**Given problem:**
Please give the rows again, everything from "Detect each patch" down to "[505,399,756,513]", swapping "twig" for "small branch" and changing nothing else. Leave the pictures out of your answer.

[Data listing]
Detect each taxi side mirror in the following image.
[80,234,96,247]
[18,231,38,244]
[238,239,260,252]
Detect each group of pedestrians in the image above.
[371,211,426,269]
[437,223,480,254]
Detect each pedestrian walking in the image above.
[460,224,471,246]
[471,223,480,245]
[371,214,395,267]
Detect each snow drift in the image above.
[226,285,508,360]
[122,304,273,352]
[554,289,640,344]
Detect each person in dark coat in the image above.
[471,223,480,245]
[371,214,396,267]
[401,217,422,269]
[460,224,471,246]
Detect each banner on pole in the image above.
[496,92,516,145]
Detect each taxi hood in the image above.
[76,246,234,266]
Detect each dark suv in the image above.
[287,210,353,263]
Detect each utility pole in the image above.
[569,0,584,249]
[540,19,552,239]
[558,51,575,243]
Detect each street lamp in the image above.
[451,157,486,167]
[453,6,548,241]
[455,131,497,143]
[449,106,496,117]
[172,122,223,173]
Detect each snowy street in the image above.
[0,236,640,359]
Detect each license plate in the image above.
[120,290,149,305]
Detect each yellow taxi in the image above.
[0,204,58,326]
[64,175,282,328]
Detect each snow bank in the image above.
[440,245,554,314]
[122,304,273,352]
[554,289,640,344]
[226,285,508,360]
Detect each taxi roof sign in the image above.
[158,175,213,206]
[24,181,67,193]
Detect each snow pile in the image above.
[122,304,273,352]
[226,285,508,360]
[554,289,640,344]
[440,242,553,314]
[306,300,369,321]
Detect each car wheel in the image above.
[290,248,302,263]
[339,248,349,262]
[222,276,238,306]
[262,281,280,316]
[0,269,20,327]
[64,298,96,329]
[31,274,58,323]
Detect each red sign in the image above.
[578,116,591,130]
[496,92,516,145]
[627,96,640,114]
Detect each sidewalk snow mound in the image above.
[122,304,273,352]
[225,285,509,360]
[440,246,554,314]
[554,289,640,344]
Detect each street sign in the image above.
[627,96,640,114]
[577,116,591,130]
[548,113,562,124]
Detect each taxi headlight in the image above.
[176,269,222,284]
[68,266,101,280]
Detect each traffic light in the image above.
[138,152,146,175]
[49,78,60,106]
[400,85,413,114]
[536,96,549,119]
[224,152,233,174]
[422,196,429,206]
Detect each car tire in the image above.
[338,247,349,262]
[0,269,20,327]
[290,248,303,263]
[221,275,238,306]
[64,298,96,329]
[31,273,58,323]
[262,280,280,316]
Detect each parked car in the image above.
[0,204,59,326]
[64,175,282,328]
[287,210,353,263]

---

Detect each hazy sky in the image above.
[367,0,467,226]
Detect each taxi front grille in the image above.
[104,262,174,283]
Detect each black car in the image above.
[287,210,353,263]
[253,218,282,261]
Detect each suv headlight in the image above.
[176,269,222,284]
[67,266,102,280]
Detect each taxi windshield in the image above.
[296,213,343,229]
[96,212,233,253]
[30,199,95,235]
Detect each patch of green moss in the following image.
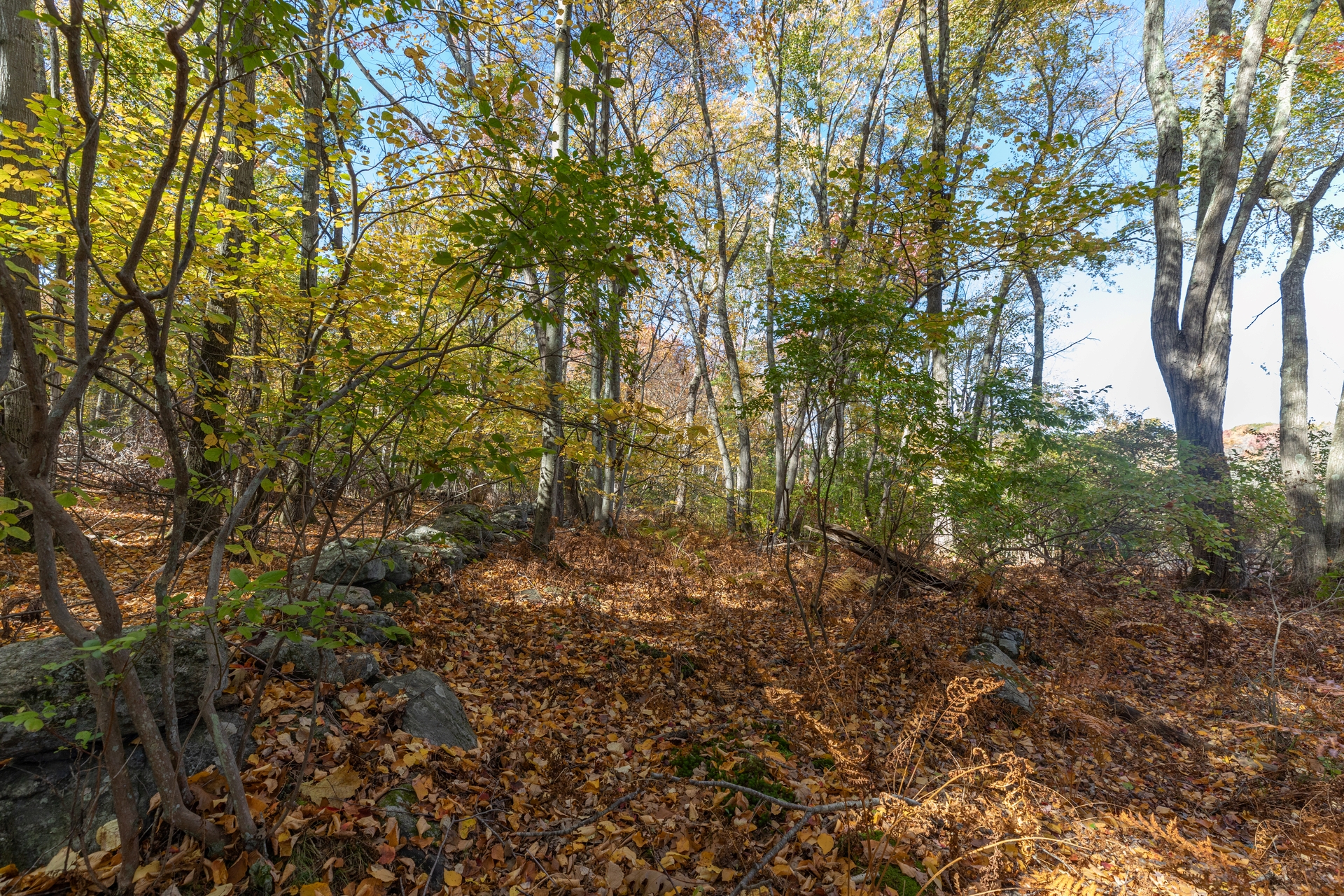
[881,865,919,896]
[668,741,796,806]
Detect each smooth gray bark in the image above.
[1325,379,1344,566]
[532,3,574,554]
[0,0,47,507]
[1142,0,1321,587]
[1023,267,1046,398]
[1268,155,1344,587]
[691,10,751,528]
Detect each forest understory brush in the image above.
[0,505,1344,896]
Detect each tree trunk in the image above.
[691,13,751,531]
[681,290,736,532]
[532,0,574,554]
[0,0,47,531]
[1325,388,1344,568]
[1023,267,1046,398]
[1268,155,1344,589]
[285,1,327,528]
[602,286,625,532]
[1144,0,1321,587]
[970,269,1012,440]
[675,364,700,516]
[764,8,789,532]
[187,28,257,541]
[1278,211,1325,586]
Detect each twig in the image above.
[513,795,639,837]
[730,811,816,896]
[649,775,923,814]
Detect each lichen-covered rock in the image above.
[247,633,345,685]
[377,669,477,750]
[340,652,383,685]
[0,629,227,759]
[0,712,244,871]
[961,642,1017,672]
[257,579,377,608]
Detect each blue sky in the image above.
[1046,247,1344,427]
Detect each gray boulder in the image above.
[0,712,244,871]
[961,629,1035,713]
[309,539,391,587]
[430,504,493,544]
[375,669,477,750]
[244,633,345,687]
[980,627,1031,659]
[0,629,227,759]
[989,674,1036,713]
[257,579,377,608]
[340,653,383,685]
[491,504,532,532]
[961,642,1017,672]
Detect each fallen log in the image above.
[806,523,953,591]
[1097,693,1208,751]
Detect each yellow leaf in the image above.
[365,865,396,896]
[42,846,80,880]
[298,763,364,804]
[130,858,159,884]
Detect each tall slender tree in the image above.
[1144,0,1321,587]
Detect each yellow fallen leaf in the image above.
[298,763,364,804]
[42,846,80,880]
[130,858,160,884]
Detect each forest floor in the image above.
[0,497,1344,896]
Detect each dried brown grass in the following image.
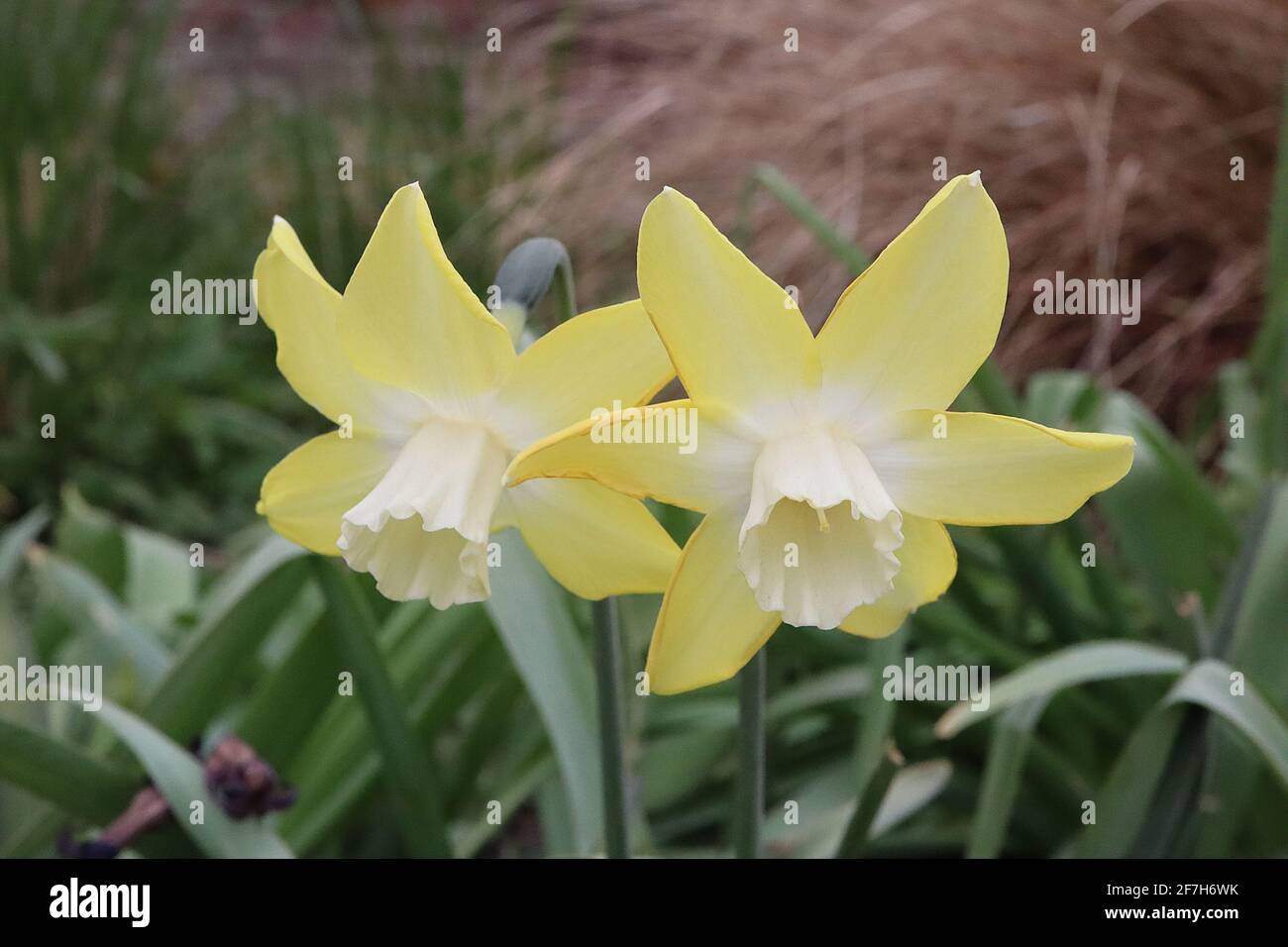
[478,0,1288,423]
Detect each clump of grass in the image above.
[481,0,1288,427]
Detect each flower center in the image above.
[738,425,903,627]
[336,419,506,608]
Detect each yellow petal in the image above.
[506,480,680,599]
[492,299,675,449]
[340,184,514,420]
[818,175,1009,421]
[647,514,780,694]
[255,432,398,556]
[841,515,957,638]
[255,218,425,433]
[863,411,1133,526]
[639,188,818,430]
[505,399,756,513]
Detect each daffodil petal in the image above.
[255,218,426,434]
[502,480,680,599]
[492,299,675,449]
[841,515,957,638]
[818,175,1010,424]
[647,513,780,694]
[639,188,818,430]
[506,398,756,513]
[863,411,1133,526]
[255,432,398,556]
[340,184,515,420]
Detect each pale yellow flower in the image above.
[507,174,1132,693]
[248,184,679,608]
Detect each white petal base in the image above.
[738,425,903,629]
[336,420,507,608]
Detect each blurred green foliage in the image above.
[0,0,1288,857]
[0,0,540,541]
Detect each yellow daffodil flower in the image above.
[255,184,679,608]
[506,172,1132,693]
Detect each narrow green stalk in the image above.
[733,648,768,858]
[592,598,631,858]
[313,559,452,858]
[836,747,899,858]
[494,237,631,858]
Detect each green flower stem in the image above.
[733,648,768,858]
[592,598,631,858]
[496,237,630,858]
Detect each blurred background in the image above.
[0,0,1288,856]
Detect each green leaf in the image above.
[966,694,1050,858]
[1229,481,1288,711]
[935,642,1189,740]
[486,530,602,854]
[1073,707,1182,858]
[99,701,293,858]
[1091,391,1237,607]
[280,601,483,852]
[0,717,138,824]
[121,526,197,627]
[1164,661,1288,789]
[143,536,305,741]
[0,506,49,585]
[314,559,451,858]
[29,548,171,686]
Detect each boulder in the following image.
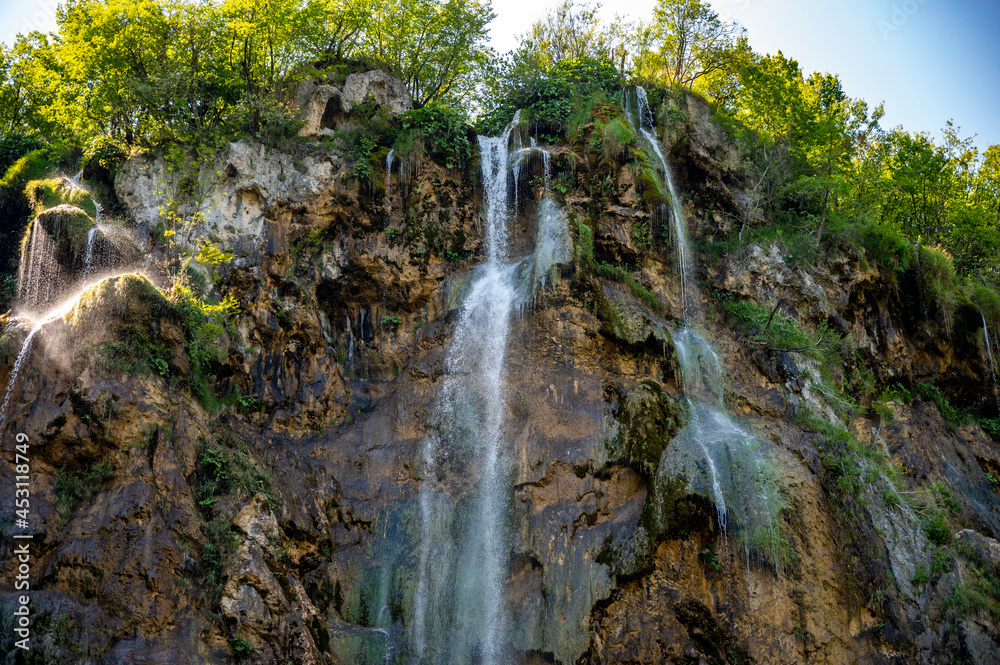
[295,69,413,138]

**The response:**
Detect each patch of green moss in the following image.
[881,865,919,896]
[668,741,796,806]
Detect each smooth gray bark in the image above.
[1325,379,1344,566]
[532,3,574,554]
[0,0,47,507]
[1142,0,1321,587]
[1023,267,1046,398]
[1268,155,1344,587]
[691,10,751,528]
Detect each forest understory brush in the image above.
[0,505,1344,896]
Detect each tree trunk in the image above.
[691,13,751,531]
[681,290,736,532]
[532,0,574,554]
[0,0,47,531]
[1325,388,1344,568]
[1023,267,1046,398]
[1268,155,1344,589]
[285,1,327,528]
[602,286,625,532]
[1144,0,1321,587]
[970,269,1012,440]
[675,364,700,516]
[764,8,789,532]
[187,28,257,541]
[1278,211,1325,586]
Detect each small branch in the image above.
[513,795,639,837]
[730,811,816,896]
[649,775,923,814]
Detect each lichen-covered rock in the image above.
[247,633,345,685]
[377,669,477,750]
[340,652,383,685]
[0,629,227,759]
[0,712,244,871]
[961,642,1017,672]
[257,579,377,608]
Detect each blue sky in the image above.
[1046,247,1344,427]
Detect each gray boulder in the image above.
[0,712,244,871]
[961,629,1035,713]
[309,539,391,587]
[430,504,493,544]
[375,669,477,750]
[244,633,345,687]
[980,627,1031,659]
[0,629,227,759]
[989,674,1036,713]
[257,579,377,608]
[340,653,383,685]
[491,504,532,532]
[961,642,1017,672]
Detect each fallen log in the image above.
[806,523,953,591]
[1097,693,1208,751]
Detect each yellow leaf in the image above.
[365,865,396,896]
[42,846,80,880]
[298,763,364,804]
[130,858,159,884]
Detect each tall slender tree in the image above.
[1144,0,1321,587]
Detect each yellow fallen leaf in the image above.
[298,763,364,804]
[42,846,80,880]
[130,858,160,884]
Detect each forest floor in the image above.
[0,497,1344,896]
Detect each dried brown grass in the following image.
[478,0,1288,423]
Detect each clump of grass in the image above.
[481,0,1288,427]
Detect each flower center in the image above.
[738,425,903,627]
[336,419,506,608]
Detect each yellow petal in the image above.
[506,480,680,599]
[492,299,675,449]
[340,184,514,420]
[818,175,1009,421]
[647,514,780,694]
[255,432,398,556]
[841,515,957,638]
[255,218,425,433]
[863,411,1133,526]
[639,188,818,430]
[505,399,756,513]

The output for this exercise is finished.